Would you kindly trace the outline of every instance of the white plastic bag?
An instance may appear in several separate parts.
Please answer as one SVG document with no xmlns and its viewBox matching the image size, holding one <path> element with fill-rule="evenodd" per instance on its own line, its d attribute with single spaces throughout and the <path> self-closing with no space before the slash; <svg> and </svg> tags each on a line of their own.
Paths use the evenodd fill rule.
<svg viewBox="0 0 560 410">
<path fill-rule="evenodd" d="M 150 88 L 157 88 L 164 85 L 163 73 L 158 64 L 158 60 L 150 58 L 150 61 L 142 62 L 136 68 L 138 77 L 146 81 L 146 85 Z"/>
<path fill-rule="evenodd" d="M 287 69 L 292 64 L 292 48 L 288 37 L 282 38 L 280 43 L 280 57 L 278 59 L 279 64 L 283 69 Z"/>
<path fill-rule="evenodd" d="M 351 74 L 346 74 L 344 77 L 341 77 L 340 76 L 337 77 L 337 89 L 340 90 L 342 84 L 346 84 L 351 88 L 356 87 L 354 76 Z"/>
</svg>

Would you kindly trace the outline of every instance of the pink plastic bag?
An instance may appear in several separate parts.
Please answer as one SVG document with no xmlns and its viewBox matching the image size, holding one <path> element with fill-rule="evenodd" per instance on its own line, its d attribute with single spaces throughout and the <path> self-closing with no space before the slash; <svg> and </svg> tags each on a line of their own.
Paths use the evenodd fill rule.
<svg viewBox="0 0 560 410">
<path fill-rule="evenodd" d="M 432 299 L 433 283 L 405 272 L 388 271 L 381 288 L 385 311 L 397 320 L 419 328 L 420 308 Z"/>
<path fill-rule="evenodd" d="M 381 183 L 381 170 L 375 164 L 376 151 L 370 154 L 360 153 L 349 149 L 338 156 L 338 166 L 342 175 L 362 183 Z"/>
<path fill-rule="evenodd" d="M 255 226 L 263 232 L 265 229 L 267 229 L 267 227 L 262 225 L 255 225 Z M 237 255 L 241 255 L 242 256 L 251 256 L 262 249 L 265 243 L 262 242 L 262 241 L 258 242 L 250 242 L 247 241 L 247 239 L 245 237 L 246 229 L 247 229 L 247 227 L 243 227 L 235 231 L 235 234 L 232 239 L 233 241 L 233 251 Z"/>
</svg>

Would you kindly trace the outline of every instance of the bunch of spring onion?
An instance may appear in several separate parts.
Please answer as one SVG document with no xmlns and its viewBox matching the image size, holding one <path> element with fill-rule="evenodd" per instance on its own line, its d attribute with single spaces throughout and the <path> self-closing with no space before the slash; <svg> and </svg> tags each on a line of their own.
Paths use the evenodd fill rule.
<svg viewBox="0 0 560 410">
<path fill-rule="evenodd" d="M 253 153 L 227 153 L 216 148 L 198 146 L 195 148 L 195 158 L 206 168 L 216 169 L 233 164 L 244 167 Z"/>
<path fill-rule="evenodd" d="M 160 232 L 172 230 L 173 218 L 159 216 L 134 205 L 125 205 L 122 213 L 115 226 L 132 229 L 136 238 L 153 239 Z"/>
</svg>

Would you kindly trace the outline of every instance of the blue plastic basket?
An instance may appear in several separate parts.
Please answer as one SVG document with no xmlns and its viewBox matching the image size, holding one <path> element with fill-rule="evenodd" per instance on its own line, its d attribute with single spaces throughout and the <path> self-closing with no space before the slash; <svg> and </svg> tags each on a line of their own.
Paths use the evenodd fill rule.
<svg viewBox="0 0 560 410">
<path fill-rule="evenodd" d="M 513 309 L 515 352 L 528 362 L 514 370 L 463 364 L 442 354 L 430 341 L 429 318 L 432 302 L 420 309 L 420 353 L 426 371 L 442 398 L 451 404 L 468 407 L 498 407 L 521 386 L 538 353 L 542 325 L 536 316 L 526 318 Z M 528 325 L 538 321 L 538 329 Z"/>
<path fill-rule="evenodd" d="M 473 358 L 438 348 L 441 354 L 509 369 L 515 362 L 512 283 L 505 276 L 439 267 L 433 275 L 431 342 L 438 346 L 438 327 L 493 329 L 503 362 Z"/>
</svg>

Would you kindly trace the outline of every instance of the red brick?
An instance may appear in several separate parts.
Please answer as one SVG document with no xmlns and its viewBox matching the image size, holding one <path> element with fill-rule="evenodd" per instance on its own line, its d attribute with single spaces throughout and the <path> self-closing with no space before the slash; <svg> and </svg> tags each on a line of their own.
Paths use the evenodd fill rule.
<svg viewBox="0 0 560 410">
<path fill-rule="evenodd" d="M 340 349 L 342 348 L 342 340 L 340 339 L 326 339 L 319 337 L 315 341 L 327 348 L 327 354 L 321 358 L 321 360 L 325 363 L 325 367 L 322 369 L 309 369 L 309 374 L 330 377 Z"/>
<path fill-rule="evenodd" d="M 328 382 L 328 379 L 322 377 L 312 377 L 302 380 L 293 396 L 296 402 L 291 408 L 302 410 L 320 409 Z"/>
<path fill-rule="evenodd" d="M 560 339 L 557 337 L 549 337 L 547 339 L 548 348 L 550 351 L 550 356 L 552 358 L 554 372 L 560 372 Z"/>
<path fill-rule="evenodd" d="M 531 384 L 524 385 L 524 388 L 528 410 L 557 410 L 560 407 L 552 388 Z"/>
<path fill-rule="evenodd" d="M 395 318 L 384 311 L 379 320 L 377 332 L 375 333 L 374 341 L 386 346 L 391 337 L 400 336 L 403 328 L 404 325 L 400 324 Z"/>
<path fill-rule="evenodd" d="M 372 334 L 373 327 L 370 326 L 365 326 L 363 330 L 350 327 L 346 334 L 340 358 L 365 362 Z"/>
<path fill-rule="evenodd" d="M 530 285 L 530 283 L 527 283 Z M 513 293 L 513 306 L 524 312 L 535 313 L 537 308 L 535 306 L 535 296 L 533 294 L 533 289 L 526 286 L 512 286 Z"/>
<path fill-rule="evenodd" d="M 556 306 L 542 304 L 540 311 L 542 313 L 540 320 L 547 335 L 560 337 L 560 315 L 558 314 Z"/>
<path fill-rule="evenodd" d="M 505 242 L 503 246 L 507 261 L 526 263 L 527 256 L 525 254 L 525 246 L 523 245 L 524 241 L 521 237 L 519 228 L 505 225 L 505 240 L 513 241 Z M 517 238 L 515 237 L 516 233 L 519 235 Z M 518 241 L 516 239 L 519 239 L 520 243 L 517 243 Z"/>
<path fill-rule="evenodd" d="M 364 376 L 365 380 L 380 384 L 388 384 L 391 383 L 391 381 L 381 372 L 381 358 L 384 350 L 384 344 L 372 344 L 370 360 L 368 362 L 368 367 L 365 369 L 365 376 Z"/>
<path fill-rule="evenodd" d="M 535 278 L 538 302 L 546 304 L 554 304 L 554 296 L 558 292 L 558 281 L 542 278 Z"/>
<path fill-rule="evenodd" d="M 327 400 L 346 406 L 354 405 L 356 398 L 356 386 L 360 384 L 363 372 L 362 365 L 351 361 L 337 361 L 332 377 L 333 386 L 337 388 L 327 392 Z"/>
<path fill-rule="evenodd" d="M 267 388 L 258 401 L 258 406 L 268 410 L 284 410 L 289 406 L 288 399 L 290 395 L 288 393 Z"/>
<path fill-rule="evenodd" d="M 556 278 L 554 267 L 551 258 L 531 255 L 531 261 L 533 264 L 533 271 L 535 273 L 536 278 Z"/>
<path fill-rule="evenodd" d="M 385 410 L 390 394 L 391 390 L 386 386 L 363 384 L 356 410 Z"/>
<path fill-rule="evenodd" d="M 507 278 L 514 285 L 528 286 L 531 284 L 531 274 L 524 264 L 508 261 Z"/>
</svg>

▸ Exercise goal:
Please gather every line in the entries above that contains the word "plastic", treating uppercase and lowercase as different.

▸ Solution to the exercise:
Would you kindly trace the outline of every instance of the white plastic bag?
Would you kindly trace the outline of every instance of the pink plastic bag?
Would you kindly trace the outline of every instance of the blue plastic basket?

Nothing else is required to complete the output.